### PROBLEM DETAILS
How many lines of the data below contain the string "bent"? Reply with the number alone.

══ GIVEN ENTRIES

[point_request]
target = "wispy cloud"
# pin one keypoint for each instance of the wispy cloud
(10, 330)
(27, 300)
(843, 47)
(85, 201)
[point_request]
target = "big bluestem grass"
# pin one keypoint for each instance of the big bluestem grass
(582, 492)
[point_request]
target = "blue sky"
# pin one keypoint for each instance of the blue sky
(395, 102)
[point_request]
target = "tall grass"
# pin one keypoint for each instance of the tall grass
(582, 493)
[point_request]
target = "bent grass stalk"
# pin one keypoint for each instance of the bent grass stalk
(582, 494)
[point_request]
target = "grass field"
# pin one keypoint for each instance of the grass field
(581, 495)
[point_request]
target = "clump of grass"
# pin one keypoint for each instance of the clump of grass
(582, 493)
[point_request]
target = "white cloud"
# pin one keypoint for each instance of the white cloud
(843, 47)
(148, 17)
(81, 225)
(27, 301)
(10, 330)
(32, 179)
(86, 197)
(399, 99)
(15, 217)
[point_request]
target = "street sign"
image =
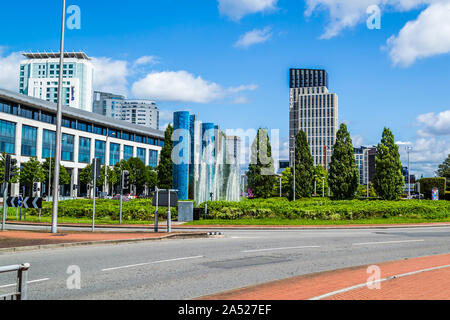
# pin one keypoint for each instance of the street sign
(435, 194)
(163, 199)
(28, 202)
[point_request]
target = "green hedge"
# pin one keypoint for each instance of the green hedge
(427, 185)
(322, 209)
(134, 210)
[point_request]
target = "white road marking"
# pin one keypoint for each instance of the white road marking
(386, 242)
(154, 262)
(276, 249)
(362, 285)
(29, 282)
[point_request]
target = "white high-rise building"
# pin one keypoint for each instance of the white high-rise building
(39, 75)
(314, 110)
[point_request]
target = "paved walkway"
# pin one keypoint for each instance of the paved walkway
(425, 278)
(14, 239)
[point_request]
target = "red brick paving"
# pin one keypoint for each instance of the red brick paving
(10, 239)
(428, 285)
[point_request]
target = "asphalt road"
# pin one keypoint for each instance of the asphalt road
(187, 269)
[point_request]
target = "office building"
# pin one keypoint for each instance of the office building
(207, 163)
(365, 161)
(141, 112)
(314, 110)
(108, 104)
(28, 126)
(39, 75)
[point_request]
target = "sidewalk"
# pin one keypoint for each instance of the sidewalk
(13, 241)
(426, 278)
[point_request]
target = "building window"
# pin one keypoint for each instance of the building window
(100, 150)
(153, 159)
(141, 154)
(84, 150)
(29, 138)
(68, 143)
(127, 152)
(114, 154)
(7, 137)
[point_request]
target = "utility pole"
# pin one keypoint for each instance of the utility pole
(58, 127)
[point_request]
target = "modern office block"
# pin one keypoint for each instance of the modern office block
(39, 75)
(314, 110)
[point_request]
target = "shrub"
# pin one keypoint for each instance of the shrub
(427, 185)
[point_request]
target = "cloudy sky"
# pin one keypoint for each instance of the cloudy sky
(228, 60)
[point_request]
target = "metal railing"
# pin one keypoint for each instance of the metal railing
(21, 286)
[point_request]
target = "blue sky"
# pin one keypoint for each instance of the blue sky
(228, 60)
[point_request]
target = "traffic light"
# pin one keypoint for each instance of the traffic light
(125, 180)
(96, 169)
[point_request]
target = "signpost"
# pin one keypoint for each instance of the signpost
(435, 194)
(165, 198)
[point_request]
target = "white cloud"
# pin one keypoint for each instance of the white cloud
(111, 75)
(146, 60)
(9, 70)
(182, 86)
(427, 36)
(345, 14)
(434, 124)
(254, 37)
(236, 9)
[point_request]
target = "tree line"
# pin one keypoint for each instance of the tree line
(342, 178)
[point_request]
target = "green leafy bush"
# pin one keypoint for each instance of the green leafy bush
(134, 210)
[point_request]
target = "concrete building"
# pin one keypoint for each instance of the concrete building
(28, 126)
(141, 112)
(314, 110)
(365, 161)
(39, 75)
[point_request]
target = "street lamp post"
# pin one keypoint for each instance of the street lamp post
(58, 127)
(295, 164)
(408, 150)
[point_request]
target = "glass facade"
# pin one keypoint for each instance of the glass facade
(7, 136)
(141, 154)
(68, 144)
(29, 141)
(153, 159)
(84, 150)
(100, 150)
(127, 152)
(114, 155)
(48, 144)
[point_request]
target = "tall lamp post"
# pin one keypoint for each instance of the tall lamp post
(408, 150)
(58, 127)
(295, 164)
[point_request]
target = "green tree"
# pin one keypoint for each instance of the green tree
(165, 168)
(444, 171)
(343, 174)
(388, 178)
(321, 176)
(138, 172)
(261, 173)
(304, 167)
(64, 177)
(15, 179)
(30, 173)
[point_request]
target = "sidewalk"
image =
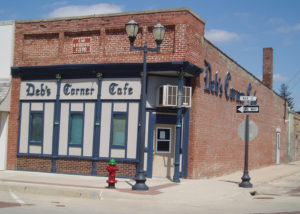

════

### EXERCISE OUTPUT
2